• **文本區塊**:

Playwright

pip install playwright

Playwright 基本框架 async/await

 

from playwright.async_api import async_playwright

async with async_playwright() as p:
  browser = await p.chromium.launch()
  page = await browser.new_page()
  await page.goto("...")
  title = await page.title()

  ...

  await browser.close()
page / context
  • page: 相當於一個瀏覽器 (browser) 中的分頁 (tab)
  • context: 一組 session (cookie, localStorage, …)
    可由 page.context 取得
Jupyter Notebook (.ipynb) on Windows

在 Windows 的某些執行環境 (如:Jupyter Notebook) 中
預設使用的 asyncio event loop policy (SelectorEventLoopPolicy)不支援 pipes/subprocess transport
因此 Playwright 在嘗試建立 browser subprocess 或 pipe 通訊時會拋出NotImplementedError

 

import platform, asyncio
if platform.system() == "Windows":
  asyncio.set_event_loop_policy(asyncio.WindowsProactorEventLoopPolicy())
🙅‍♂️ sync

 

import traceback
from playwright.sync_api import sync_playwright

def run_playwright():
  try:
    with sync_playwright() as p:
      browser = p.chromium.launch()
      page = browser.new_page()
      page.goto('...')

      ...

      page.wait_for_event("close", timeout=0)
  except Exception as e:
    print(f"An error occurred: {repr(e)}")
    traceback.print_exc()

import threading
thread = threading.Thread(target=run_playwright)
thread.start()
thread.join() # 等 thread 結束才繼續

在 Win + VS Code 的 .ipynb 環境中
主執行緒由 IPython kernel 持有 asyncio event loop
透過另開 thread 將其隔離至不受既有 asyncio event loop 影響的獨立執行環境
使 Playwright Sync/Async API 得以運行

async

 

import traceback
from playwright.async_api import async_playwright

async def run_playwright():
  try:
    async with async_playwright() as p:
      browser = await p.chromium.launch()

• **指定任務 1**:
請以三句話概述上方的 Playwright 筆記。

照片物件指點記錄:

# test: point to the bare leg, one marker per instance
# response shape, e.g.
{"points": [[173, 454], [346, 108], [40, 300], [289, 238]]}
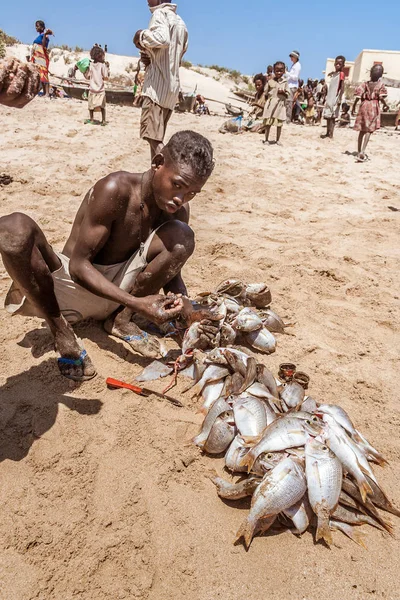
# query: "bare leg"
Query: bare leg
{"points": [[170, 249], [267, 132], [30, 260]]}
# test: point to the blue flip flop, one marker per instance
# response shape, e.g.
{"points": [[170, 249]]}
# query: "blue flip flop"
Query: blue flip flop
{"points": [[78, 362]]}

• **指定任務 2**:
請回報上方記錄中含有字串「flop」的每一行，比對時須區分大小寫。

• **練習輸出 1**:
Playwright 可透過 pip install playwright 安裝，其基本框架採用 async/await 寫法，其中 page 相當於瀏覽器中的一個分頁，context 則是一組 session（如 cookie、localStorage），可由 page.context 取得。在 Windows 的 Jupyter Notebook 等環境中，預設的 SelectorEventLoopPolicy 不支援 pipes/subprocess transport，因此 Playwright 建立 browser subprocess 或 pipe 通訊時會拋出 NotImplementedError，筆記中以 asyncio.set_event_loop_policy 設定 WindowsProactorEventLoopPolicy。此外，在 Win + VS Code 的 .ipynb 環境中，主執行緒由 IPython kernel 持有 asyncio event loop，可另開 thread 將程式隔離至不受該 event loop 影響的獨立執行環境，使 Playwright 的 Sync/Async API 得以運行。

• **練習輸出 2**:
# test: point to the blue flip flop, one marker per instance
# query: "blue flip flop"
Query: blue flip flop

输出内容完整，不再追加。